(Items listed in a dataset)
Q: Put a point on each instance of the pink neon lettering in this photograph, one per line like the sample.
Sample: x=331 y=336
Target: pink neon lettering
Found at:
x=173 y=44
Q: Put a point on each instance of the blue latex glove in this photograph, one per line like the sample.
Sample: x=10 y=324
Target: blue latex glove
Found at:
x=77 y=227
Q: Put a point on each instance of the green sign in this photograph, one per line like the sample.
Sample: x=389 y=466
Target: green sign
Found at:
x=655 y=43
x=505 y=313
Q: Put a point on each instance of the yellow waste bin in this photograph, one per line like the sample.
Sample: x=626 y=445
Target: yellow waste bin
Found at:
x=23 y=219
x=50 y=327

*WHAT YOU NEED TO DO*
Copy every line of the records above word for word.

*FULL SOLUTION*
Q: Put a point on each instance of the pink neon lettering in this photograph, one per line like the sample.
Sample: x=331 y=336
Target: pink neon lettering
Found at:
x=173 y=44
Q: Put a point on each instance of the blue latex glove in this photograph, one per line like the sample.
Sample: x=10 y=324
Target: blue latex glove
Found at:
x=77 y=227
Q: Put a point on each instance of the green sign in this photograph, one per line like the sample.
Sample: x=389 y=466
Target: green sign
Found at:
x=655 y=43
x=505 y=313
Q: Put a point on each instance of the yellow waste bin in this photograph, one per line like the sample.
Sample: x=626 y=445
Target: yellow waste bin
Found at:
x=23 y=219
x=50 y=327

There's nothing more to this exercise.